[Opening Records to process section]

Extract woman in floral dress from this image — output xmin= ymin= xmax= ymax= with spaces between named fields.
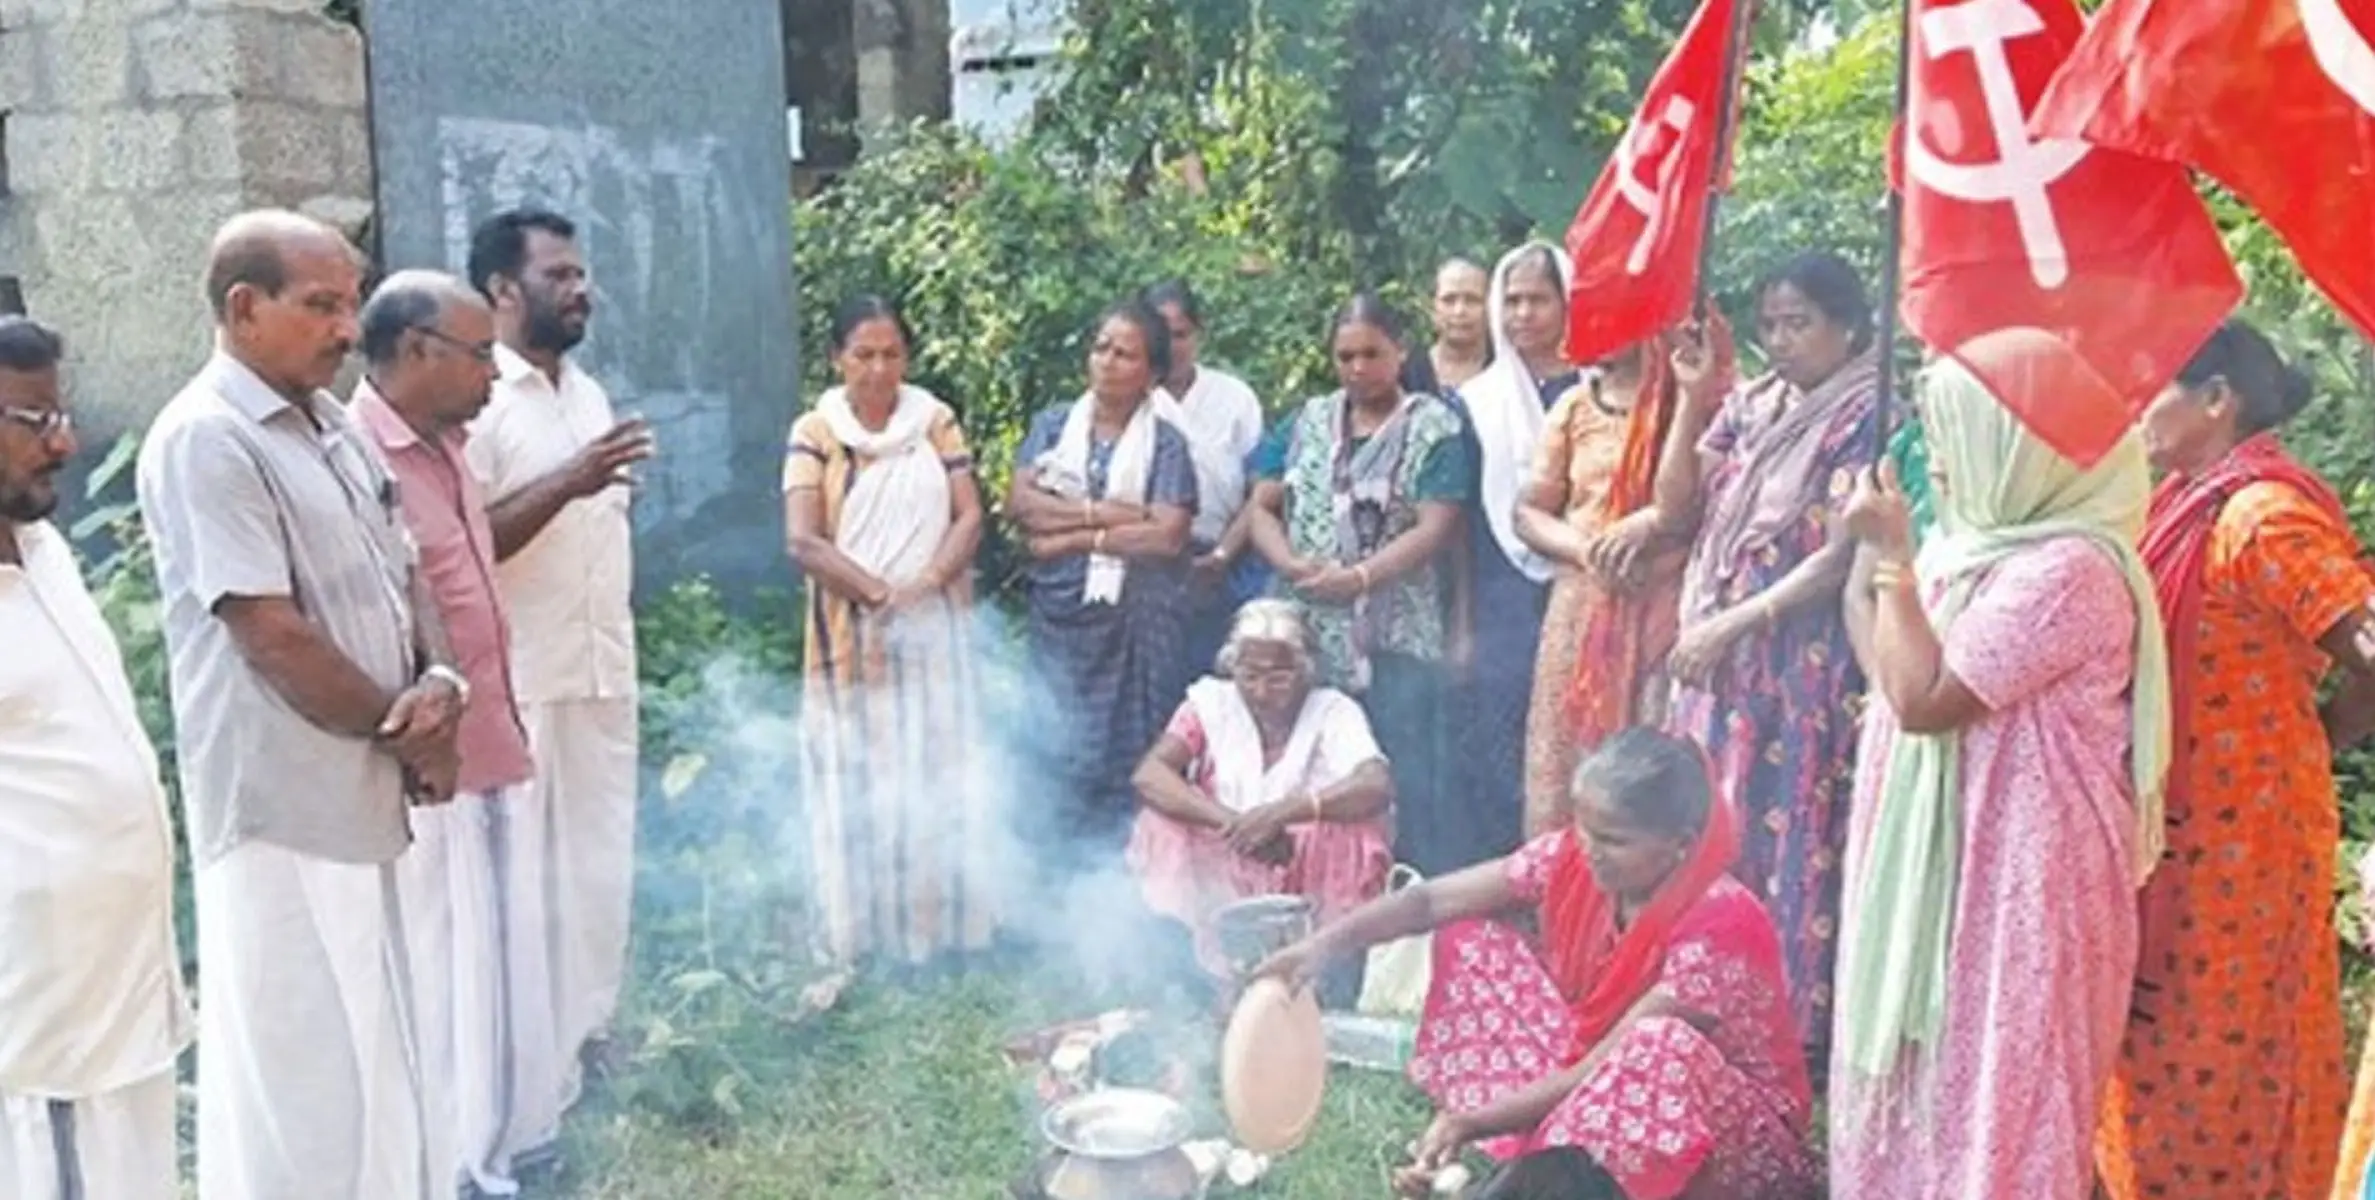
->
xmin=1255 ymin=727 xmax=1815 ymax=1200
xmin=1829 ymin=342 xmax=2167 ymax=1197
xmin=1653 ymin=252 xmax=1882 ymax=1073
xmin=1246 ymin=294 xmax=1470 ymax=875
xmin=2103 ymin=320 xmax=2375 ymax=1200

[Closing Records to process section]

**What the exercise asks:**
Skipping the images, write out the whole listing exactly.

**Answer to the problem:**
Extract woman in floral dress from this image — output xmin= ymin= xmax= ymax= with spaces between named fields.
->
xmin=1255 ymin=727 xmax=1815 ymax=1200
xmin=1829 ymin=342 xmax=2167 ymax=1197
xmin=1653 ymin=252 xmax=1882 ymax=1073
xmin=1246 ymin=294 xmax=1470 ymax=875
xmin=2103 ymin=320 xmax=2375 ymax=1200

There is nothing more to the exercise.